> [Selected extract]
>> begin

1. CS451- Introduction to Parallel and Distributed Computing
  1. 3Credit Hours (3 lecture hours)
  1. Course Manager–Dr. Ioan Raicu, Assistant Professor
  1. Distributed and Cloud Computing: Clusters, Grids, Clouds, and the Future Internet (DCC) by Kai Hwang, Jack Dongarra & Geoffrey C. Fox (Required).
  1. This course covers general introductory concepts in the design and implementation of parallel and distributed systems covering all the major branches such as cloud computing, grid computing, cluster computing, supercomputing, and many-core computing.
    Prerequisites: CS450
    Elective for Computer Science majors
  2. Students should be able to:
  • Explain the range of requirements that a modern parallel and distributed systems have to address.
  • Define the functionality that a modern parallel and distributed system must deliver to meet a particular need.
  • Articulate design tradeoffs inherent in large-scale parallel and distributed system design.
  • Describe how the resources in a parallel and distributed system are managed by software.
  • Justify the presence of concurrency within the framework of a parallel and distributed system.
  • Demonstrate the potential run-time problems arising from the concurrent operation of many (possibly a dynamic number of) tasks in a parallel and distributed system.
  • Summarize the range of mechanisms (in a distributed system) that can be employed to realize concurrent systems and be able to describe the benefits of each.
  • Understand the memory hierarchy and cost-performance tradeoffs.
  • Explain what virtualization is and how it is realized in hardware and software.
  • Examine the wider applicability and relevance of caching.
  • Summarize the features of a parallel and distributed system.
  • Understand the difference between a local, shared, parallel, and distributed filesystem.
  • Summarize the full range of considerations that support parallel and distributed file systems.
  • Understand the difference between the different paradigms of parallel and distributed systems, such as Cluster Computing, Grid Computing, Supercomputing, Cloud Computing, and Peer-to-Peer Computing.
  • Understand the different programming paradigms of parallel and distributed systems, such as high-performance computing, high-throughput computing, and many-task computing.

>> end

> [Set exercise A] In the entries, recast the lines starting at the one that contains "One pin per instance of the fluted" and ending at the one that contains "<point>96,233</point>" as a JSON list of strings, one string per line, with blank lines left out.

> [Exercise data]
>> begin

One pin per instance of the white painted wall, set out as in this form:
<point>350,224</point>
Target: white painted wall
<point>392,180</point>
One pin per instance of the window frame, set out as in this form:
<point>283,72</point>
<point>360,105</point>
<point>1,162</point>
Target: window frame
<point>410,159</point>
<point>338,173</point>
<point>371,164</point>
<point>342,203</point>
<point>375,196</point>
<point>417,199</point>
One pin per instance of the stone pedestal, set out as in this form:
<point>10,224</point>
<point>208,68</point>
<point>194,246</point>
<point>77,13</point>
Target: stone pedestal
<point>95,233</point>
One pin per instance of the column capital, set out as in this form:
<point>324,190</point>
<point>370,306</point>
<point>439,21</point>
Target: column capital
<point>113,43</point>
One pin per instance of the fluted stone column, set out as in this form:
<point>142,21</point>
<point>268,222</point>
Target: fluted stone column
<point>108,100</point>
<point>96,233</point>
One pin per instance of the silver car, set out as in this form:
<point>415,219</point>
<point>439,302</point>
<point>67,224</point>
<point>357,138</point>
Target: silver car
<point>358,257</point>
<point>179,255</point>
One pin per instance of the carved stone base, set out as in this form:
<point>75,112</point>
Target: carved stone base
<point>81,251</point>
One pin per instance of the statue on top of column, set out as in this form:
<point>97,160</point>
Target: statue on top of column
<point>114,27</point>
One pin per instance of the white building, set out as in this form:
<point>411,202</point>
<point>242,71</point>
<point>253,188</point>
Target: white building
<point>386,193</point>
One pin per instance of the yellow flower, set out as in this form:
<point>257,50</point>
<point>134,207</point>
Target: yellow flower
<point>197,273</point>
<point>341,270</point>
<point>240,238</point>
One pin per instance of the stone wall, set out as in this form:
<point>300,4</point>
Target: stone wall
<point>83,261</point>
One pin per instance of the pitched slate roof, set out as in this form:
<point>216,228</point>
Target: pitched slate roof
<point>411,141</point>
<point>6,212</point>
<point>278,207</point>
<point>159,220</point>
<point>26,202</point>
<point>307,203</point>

>> end

> [Set exercise B] Continue the course syllabus for CS451 from where it stops.

> [Exercise answer A]
[
  "One pin per instance of the fluted stone column, set out as in this form:",
  "<point>142,21</point>",
  "<point>268,222</point>",
  "Target: fluted stone column",
  "<point>108,100</point>",
  "<point>96,233</point>"
]

> [Exercise answer B]
  • Understand GPU architectures and programming
  • Understanding the difference between SIMD and MIMD architectures, and their implications on programming models.
  • Have the ability to performance evaluation and tuning of parallel and distributed applications.

The following Program Outcomes are supported by the above Course Outcomes:

a. An ability to apply knowledge of computing and mathematics appropriate to the program's student outcomes and to the discipline.

b. An ability to analyze a problem, and identify and define the computing requirements appropriate to its solution.

h. Recognition of the need for, and an ability to engage in, continuing professional development.

j. An ability to apply mathematical foundations, algorithmic principles, and computer science theory in the modeling and design of computer-based systems in a way that demonstrates comprehension of the tradeoffs involved in design choices.

l. Be prepared to enter a top-ranked graduate program in Computer Science.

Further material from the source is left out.